Task objective — Only the lines from the beginning of the data through the one with "Interiors are defined by the even-odd rule." belong in the answer, each retyped exactly, with pictures left out.

Collected data
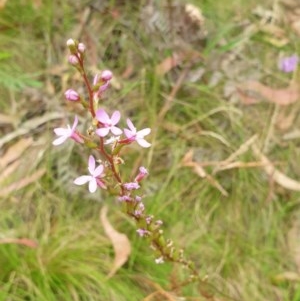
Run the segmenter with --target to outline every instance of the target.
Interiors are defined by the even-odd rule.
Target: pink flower
[[[68,89],[65,92],[65,97],[69,101],[78,101],[80,99],[79,94],[73,89]]]
[[[122,196],[118,197],[118,200],[120,202],[131,202],[132,198],[130,196],[128,196],[128,195],[122,195]]]
[[[52,144],[53,145],[60,145],[60,144],[64,143],[68,138],[71,138],[71,139],[75,140],[76,142],[83,143],[84,140],[75,131],[77,124],[78,124],[78,118],[77,118],[77,116],[75,116],[74,123],[73,123],[72,127],[67,125],[67,128],[56,128],[56,129],[54,129],[54,133],[57,136],[60,136],[60,137],[55,139],[52,142]]]
[[[153,220],[153,216],[152,215],[148,215],[145,218],[147,225],[150,225],[152,220]]]
[[[129,118],[127,119],[127,125],[129,127],[129,129],[124,129],[124,133],[125,133],[126,137],[128,138],[128,140],[136,141],[142,147],[150,147],[151,146],[151,143],[147,142],[144,139],[145,136],[150,134],[151,129],[146,128],[146,129],[137,131]]]
[[[150,232],[145,229],[137,229],[136,232],[140,237],[144,237],[150,234]]]
[[[141,166],[139,170],[139,174],[134,179],[135,182],[142,181],[149,174],[148,170],[144,166]]]
[[[136,190],[136,189],[140,188],[140,185],[138,183],[136,183],[136,182],[130,182],[130,183],[124,183],[123,187],[126,190]]]
[[[119,111],[114,111],[111,118],[109,118],[103,109],[99,109],[96,112],[96,118],[102,123],[102,127],[96,130],[97,135],[100,137],[105,137],[110,131],[116,136],[122,134],[122,130],[115,126],[121,118]]]
[[[299,58],[296,54],[290,57],[284,57],[279,61],[278,67],[281,71],[289,73],[293,72],[298,65]]]
[[[89,176],[80,176],[74,180],[74,184],[83,185],[89,182],[89,191],[90,193],[94,193],[97,190],[97,187],[105,188],[105,184],[100,180],[104,166],[100,164],[96,167],[95,158],[91,155],[89,157],[89,172],[91,175]],[[103,175],[102,175],[103,176]]]
[[[137,205],[137,208],[134,210],[134,214],[137,217],[140,217],[143,214],[144,210],[145,210],[145,205],[143,203],[139,203]]]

Output below —
Run the segmenter with --target to outline every instance of the target.
Interiors are defined by the even-odd rule.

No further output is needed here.